Problem 1 =
Decide whether each statement agrees with the passage on traditional Omani doors: (a) the back side of the doors carries the painted decoration; (b) the door knockers are commonly made from copper alloy; (c) many of the doors the team encountered are made from teak. Answer yes or no for each, quoting the words of the passage that settle it.
Problem 2 =
Copy out the passage on traditional Omani doors word for word, everything from "Today, they add" down to "e Radiciotti team.".

Text shown =

•••••

Regoli explained that the doors vary in style and dimension, as well as in their carvings, yet “are always characterised by the presence of typical elements such as frames and central door jambs that are very accentuated. The decoration is limited to the outer side as well as the coloured painted layer, while their back side remains plain and shows all the structural components.”
Metal has played an important role in their design, serving as structural “joints” and for decorative purposes. Round-headed nails are organised to create lines as “additional decoration on the front side of the door,” he added.
According to Regoli, highly decorated door knockers (commonly made from copper alloy) feature geometric patterns and Arabic inscriptions. On the functional side, the door closing mechanism utilises a simple system involving two pivots carved in the wood that were used to rotate the shutters.
The strong, sturdy doors are impressive. Many of the ones encountered by the Regoli e Radiciotti team are made from teak and mountainous trees. Finding the right variety of wood in Oman would have been difficult, Regoli explained.
That is where Oman’s historic trade networks came in.
For generations, seafarers from Oman connected ports dotting the country’s coast with counterparts in Asia and Africa. That helped provide a vital source for wood as well as inspiration for designs that would be used on the doors.
“Traditional Omani doors used for homes were hand-carved with floral patterns (commonly rosettes) and other geometrical designs, often with the name of the owner cut in attractive Arabic script. The amount and quality of the carving was also related to the price of the door and would therefore reflect the status of the household.”
Today, they add to the aesthetic beauty of many of the villages and towns where they are found.
“These old buildings made using ancient techniques look absolutely wonderful with their traditional doors and windows,” says Nicola Pagani, a conservation expert and member of the Regoli e Radiciotti team.
With his colleagues, he’s worked on conservation projects across Oman. That work has brought them into contact with Bronze Age bows, Iron Age swords, inlaid shells and manuscripts from different historical periods. And the traditional doors and windows are among the most interesting things they’ve seen. Thanks to their rich textures and graceful patterns, it is no wonder they have become icons of the country’s past.

•••••

Extracted data entries =
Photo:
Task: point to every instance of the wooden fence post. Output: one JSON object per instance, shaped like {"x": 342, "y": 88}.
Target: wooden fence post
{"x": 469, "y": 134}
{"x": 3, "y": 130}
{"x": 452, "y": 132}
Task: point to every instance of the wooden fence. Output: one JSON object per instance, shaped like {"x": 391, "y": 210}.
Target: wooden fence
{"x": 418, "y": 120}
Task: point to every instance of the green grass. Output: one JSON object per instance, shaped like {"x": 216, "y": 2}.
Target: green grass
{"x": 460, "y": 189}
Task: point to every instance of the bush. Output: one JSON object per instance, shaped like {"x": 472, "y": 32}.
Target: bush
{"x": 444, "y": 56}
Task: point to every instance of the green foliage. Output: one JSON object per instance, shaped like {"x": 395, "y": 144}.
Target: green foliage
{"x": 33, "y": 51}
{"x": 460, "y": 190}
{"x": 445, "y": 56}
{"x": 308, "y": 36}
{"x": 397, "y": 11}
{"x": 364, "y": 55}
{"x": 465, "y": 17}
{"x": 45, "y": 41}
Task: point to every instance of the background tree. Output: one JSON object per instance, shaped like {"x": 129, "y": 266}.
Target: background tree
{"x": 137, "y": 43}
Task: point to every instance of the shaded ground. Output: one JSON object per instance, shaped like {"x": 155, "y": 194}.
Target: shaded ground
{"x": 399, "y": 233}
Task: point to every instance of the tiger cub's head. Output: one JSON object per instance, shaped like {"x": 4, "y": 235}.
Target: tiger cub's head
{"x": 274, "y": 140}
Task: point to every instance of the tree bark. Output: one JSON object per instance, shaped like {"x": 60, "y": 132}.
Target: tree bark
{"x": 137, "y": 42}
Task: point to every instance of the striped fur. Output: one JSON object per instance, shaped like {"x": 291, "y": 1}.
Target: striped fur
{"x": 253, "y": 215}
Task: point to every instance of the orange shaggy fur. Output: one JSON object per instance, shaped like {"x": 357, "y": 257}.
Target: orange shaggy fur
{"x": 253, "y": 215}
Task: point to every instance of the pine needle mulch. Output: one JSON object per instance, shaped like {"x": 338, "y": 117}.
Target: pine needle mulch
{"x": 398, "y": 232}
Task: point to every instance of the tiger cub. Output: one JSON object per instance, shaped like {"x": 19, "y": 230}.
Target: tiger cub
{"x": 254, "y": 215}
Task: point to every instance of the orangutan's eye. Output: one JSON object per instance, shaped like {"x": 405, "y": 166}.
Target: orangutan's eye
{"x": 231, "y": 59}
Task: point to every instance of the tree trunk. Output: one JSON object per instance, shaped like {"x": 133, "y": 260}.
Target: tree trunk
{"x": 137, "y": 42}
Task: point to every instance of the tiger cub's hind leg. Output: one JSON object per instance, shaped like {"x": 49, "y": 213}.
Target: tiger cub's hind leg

•••••

Complete answer 1 =
(a) No: "their back side remains plain and shows all the structural components."
(b) Yes: "highly decorated door knockers (commonly made from copper alloy)"
(c) Yes: "Many of the ones encountered by the Regoli e Radiciotti team are made from teak and mountainous trees."

Complete answer 2 =
Today, they add to the aesthetic beauty of many of the villages and towns where they are found.
“These old buildings made using ancient techniques look absolutely wonderful with their traditional doors and windows,” says Nicola Pagani, a conservation expert and member of the Regoli e Radiciotti team.